WHAT THIS TASK INVOLVES
Transcribe, without any alteration, only the lines that begin at the line containing "Provide the location of each instance of the gravestone" and run to the last line below.

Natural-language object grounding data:
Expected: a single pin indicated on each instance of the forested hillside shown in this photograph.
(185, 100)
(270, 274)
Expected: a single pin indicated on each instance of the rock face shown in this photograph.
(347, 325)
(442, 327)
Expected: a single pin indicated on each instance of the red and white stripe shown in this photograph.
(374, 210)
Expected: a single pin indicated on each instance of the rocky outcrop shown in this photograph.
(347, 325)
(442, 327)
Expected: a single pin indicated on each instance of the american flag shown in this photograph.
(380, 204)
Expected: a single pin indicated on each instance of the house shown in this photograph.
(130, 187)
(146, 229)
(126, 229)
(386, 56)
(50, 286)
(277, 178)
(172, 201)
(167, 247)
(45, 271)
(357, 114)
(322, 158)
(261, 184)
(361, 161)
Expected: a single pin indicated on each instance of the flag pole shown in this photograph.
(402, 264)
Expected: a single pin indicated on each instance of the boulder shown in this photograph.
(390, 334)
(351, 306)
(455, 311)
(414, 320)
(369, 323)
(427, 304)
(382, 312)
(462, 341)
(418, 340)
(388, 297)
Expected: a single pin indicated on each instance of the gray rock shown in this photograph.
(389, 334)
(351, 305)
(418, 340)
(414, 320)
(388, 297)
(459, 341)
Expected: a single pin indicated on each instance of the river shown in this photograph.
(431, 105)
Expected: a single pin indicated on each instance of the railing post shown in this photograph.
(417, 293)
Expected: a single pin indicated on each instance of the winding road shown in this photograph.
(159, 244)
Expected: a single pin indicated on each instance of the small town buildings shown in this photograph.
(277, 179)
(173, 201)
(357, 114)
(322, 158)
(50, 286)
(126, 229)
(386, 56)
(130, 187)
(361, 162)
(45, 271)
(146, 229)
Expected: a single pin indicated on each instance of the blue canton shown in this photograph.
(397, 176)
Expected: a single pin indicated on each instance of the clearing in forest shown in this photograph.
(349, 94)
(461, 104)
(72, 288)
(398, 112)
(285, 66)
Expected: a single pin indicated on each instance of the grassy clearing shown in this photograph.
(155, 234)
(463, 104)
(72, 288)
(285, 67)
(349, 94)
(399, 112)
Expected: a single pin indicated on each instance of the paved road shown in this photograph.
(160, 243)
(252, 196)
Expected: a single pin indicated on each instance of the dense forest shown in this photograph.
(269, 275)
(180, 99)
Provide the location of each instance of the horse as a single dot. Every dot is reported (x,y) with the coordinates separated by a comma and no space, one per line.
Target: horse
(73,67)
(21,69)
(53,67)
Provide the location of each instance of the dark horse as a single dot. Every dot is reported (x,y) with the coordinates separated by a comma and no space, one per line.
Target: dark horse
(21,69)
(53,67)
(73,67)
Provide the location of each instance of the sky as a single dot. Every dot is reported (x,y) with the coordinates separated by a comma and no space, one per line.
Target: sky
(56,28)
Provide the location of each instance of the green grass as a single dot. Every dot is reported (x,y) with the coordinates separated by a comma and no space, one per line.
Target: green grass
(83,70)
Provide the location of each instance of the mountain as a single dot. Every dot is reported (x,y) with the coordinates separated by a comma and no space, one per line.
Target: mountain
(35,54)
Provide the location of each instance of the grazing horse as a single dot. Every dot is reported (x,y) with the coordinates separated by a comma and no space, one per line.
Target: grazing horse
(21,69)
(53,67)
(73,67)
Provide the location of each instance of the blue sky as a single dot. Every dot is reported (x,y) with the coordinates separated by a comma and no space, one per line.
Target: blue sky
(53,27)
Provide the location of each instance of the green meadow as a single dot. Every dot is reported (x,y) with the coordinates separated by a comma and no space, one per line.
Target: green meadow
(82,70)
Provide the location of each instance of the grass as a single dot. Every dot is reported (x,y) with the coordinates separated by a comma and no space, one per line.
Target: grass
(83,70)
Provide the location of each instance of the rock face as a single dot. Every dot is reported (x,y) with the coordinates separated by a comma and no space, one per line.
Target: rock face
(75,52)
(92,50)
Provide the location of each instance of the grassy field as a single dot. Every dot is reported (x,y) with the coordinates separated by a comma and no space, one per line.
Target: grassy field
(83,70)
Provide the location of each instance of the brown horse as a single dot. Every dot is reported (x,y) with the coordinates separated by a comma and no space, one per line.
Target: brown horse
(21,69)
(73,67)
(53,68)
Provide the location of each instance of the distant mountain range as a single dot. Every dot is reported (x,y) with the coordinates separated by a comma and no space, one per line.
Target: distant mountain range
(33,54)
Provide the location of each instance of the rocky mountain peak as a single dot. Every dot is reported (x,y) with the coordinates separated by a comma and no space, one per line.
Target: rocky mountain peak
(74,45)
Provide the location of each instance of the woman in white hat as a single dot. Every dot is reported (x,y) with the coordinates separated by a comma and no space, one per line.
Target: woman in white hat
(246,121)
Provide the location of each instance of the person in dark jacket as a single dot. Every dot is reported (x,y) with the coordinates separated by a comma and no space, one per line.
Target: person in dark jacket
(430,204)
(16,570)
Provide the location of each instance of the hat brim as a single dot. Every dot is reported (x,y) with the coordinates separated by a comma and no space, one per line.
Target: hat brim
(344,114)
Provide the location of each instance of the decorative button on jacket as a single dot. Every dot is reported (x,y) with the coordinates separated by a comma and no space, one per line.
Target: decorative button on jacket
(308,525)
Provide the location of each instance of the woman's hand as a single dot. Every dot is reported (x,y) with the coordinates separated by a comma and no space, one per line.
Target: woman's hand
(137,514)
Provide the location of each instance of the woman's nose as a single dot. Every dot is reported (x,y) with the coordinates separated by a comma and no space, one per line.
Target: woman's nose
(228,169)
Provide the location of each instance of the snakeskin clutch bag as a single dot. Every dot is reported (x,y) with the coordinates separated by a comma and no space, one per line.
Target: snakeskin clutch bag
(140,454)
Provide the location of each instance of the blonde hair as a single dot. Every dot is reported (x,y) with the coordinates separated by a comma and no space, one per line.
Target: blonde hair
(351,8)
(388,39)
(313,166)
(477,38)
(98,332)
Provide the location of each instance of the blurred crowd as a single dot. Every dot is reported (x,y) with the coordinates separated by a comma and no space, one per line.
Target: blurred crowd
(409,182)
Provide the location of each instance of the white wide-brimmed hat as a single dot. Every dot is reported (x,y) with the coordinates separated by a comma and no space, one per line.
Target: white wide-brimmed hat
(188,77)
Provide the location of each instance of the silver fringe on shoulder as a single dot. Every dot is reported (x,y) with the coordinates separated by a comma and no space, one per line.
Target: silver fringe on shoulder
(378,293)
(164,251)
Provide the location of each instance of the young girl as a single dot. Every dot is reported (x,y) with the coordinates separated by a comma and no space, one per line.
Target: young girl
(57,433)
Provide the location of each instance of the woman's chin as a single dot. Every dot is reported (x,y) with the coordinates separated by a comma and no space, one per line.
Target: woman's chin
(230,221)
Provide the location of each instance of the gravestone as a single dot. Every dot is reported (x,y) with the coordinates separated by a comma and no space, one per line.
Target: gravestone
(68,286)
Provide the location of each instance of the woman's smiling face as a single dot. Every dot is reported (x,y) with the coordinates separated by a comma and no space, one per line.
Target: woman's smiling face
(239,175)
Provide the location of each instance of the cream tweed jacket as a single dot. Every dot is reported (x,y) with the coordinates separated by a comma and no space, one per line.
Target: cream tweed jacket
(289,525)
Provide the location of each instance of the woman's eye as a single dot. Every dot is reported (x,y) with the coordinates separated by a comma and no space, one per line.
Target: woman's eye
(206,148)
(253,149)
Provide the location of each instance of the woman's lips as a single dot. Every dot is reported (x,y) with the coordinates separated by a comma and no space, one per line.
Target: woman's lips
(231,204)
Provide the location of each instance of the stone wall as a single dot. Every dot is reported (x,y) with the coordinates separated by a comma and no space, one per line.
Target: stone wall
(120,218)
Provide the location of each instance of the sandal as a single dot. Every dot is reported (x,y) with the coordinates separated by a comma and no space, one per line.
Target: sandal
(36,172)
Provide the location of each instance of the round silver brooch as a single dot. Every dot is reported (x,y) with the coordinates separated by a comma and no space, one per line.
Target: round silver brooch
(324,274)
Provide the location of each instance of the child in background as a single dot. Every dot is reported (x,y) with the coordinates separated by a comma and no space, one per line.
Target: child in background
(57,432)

COMPLETED TASK
Provide the location of each instance of the gravestone as a single dot. Every dot is reported (x,y) with the coordinates separated by a comma and no space, one per line.
Target: gravestone
(68,286)
Provide the location of each instance of the woman's smiling face as a single dot. Every dot is reported (x,y) with the coordinates separated by a comma and no space, one per line.
Target: woman's smiling face
(239,175)
Provide the location of each instance of the cream tweed jacket as a single dot. Every dot is reported (x,y) with the coordinates separated by a comma and no space, one per line.
Target: cream tweed jacket
(289,525)
Provide the location of each instance of the woman's eye as a single dot. Every dot is reported (x,y) with the coordinates separated by a comma and no space, one per line.
Target: woman's eye
(206,148)
(253,149)
Provide the location of each instance of the woman's lips as a single dot. Every dot is reported (x,y) with the coordinates separated by a comma and no space, one per line.
Target: woman's lips
(231,204)
Provide the location of each instance of the stone wall as a single dot. Every dot is reported (x,y) with the coordinates separated by a comma and no space, one per line.
Target: stone wall
(120,218)
Provide the location of each instance of the sandal as a single dot. Every dot is reported (x,y) with the coordinates separated by a comma and no space, one per line.
Target: sandal
(36,172)
Provide the location of each instance of the round silver brooch as a single dot. Every dot is reported (x,y) with the coordinates separated by a comma and no space, one per line.
Target: round silver brooch
(324,274)
Provide the location of each instance of the child in background as a single dot. Every dot is reported (x,y) with the coordinates separated by a comma and no space, one per line.
Target: child in background
(57,432)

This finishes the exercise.